*** Information ***

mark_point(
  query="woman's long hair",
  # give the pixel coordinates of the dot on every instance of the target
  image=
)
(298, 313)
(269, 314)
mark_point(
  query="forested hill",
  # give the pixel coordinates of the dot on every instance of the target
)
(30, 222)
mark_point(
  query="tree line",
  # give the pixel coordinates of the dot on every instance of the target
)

*** End of Information ***

Requirement: Type out the entries once more, precisely.

Your response:
mark_point(
  query="woman's long hair",
  # give the pixel coordinates of the dot on every instance of the target
  image=
)
(298, 313)
(269, 314)
mark_point(
  query="forested hill",
  # give the pixel coordinates of the dot on every instance of the target
)
(30, 222)
mark_point(
  query="tree line",
  # give the pixel coordinates of the dot on every instance of the target
)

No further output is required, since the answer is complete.